━━━━━ Provided information

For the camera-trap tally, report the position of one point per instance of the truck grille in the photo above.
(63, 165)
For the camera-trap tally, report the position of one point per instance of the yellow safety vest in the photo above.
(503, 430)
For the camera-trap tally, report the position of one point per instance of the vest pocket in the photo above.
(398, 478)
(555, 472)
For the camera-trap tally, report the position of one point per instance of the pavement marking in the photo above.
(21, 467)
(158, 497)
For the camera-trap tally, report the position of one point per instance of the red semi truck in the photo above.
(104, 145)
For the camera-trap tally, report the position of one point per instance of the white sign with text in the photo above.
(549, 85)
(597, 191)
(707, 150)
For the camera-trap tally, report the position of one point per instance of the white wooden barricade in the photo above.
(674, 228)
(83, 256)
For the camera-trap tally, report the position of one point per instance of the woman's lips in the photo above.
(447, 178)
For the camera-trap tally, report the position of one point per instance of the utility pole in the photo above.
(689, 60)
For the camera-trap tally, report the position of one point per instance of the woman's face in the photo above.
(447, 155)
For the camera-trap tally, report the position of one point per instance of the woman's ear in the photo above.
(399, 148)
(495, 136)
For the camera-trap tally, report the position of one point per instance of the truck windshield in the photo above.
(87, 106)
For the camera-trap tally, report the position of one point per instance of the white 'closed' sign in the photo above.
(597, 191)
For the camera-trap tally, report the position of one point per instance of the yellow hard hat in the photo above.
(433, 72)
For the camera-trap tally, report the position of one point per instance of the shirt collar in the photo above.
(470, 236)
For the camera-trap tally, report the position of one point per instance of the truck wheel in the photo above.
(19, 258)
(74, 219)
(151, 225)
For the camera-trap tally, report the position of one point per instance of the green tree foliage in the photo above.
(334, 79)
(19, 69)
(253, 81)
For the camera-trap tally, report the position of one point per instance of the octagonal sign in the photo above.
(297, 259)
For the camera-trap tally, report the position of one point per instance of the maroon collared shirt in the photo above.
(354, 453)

━━━━━━━━━━

Work instructions:
Your task is to reproduce all the data exactly as shown.

Exercise answer:
For the camera-trap tally, report the position of one point per instance of the truck grille in the photo above.
(63, 165)
For the camera-trap tally, report the position of one point per instance of the yellow safety vest in the photo above.
(503, 430)
For the camera-trap tally, report the position of one point per instance of the vest pocket in the photo above.
(398, 478)
(555, 472)
For the camera-trap tally, report the position of one point per instance of the pavement marking in the photo above.
(21, 467)
(158, 497)
For the camera-trap tally, report the position of one point per instance of the red semi truck in the photo above.
(104, 145)
For the camera-trap tally, report the position of one point per instance of the white sign with text in the photo above.
(549, 85)
(597, 191)
(707, 150)
For the camera-trap tally, report the position of one point per instance of the white wooden barricade in the photo above.
(674, 228)
(83, 256)
For the camera-trap tally, report the position of one point per instance of the woman's lips in the photo above.
(447, 178)
For the camera-trap tally, report the position of one point per instance of the utility pole in the photo above.
(689, 60)
For the camera-trap tally, report the position of one point per instance of the woman's face in the photo above.
(447, 155)
For the camera-trap tally, report the position of one point per instance of the woman's ear in the photo above.
(399, 148)
(495, 136)
For the camera-trap tally, report the position of one point per instance of the truck windshield in the photo above.
(87, 106)
For the camera-trap tally, report the position of one point per instance of the white 'closed' sign in the photo above.
(597, 191)
For the camera-trap tally, report the position of one point per instance of the yellow hard hat in the photo above.
(433, 72)
For the camera-trap tally, report the position of one point per instance of the shirt collar in the photo above.
(470, 236)
For the camera-trap tally, report the position of one point per instance of the truck wheel in the photo above.
(19, 258)
(74, 219)
(151, 225)
For the camera-trap tally, report the position of one point per instance of the green tree foliage in the photo above.
(334, 79)
(19, 69)
(253, 81)
For the camera-trap tally, report the position of one point per instance of the octagonal sign in the photo above.
(297, 259)
For the camera-trap tally, report the position of one point per instance of the maroon collared shirt in the photo above.
(354, 453)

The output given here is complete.